>>
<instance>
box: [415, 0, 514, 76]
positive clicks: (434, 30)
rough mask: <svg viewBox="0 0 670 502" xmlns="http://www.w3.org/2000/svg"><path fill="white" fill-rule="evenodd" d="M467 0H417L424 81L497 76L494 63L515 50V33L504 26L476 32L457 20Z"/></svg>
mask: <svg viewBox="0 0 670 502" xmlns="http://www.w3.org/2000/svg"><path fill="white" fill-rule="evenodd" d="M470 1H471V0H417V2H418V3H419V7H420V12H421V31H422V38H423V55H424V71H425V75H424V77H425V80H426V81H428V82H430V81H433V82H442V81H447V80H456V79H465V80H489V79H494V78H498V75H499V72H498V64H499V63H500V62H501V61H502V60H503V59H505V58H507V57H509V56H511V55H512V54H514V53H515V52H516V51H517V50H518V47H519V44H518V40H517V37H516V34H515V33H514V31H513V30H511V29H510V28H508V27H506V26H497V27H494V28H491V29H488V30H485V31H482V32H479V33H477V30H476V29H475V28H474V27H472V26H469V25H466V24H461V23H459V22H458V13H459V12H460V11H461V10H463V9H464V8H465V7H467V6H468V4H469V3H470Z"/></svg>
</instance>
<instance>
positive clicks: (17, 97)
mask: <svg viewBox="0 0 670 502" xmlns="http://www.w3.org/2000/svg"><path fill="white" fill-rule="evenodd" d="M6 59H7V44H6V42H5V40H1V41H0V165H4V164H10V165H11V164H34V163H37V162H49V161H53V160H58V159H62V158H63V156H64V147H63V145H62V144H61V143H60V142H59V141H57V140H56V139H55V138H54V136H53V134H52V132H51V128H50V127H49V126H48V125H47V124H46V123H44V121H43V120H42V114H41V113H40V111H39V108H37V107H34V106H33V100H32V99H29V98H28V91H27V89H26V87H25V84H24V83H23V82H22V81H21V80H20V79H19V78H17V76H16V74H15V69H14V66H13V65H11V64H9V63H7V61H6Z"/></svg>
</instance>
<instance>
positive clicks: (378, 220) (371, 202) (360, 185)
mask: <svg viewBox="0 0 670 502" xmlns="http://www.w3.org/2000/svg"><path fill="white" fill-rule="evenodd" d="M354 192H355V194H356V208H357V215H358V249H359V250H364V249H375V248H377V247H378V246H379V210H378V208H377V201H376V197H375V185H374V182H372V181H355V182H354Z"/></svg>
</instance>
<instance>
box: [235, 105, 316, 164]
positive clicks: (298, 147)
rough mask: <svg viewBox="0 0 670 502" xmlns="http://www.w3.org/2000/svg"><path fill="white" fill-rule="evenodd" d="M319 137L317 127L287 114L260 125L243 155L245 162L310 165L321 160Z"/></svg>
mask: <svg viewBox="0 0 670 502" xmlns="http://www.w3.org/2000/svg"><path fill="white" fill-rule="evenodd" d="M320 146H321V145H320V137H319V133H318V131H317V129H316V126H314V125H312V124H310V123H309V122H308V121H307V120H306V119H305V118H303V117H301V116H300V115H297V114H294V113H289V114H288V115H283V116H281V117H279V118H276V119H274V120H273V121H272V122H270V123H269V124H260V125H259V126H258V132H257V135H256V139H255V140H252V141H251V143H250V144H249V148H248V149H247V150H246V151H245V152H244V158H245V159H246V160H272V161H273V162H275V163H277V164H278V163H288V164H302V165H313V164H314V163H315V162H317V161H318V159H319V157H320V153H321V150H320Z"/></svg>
<<
>>
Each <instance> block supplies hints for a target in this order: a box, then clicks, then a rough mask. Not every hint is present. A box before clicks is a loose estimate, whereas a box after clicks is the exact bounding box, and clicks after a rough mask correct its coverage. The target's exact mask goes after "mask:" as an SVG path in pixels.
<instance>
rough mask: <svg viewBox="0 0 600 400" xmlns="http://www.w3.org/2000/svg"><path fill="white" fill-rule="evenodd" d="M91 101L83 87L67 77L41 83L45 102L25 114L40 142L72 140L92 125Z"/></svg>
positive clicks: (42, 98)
<<
## WHAT YOU NEED TO DO
Considering only the material above, set down every line from the one with "101L83 87L67 77L41" to the one with "positive clicks: (42, 98)", inclusive, exactly as written.

## RESPONSE BOX
rough mask: <svg viewBox="0 0 600 400" xmlns="http://www.w3.org/2000/svg"><path fill="white" fill-rule="evenodd" d="M91 101L83 87L67 77L41 83L45 102L25 114L40 142L72 140L92 125Z"/></svg>
positive clicks: (42, 98)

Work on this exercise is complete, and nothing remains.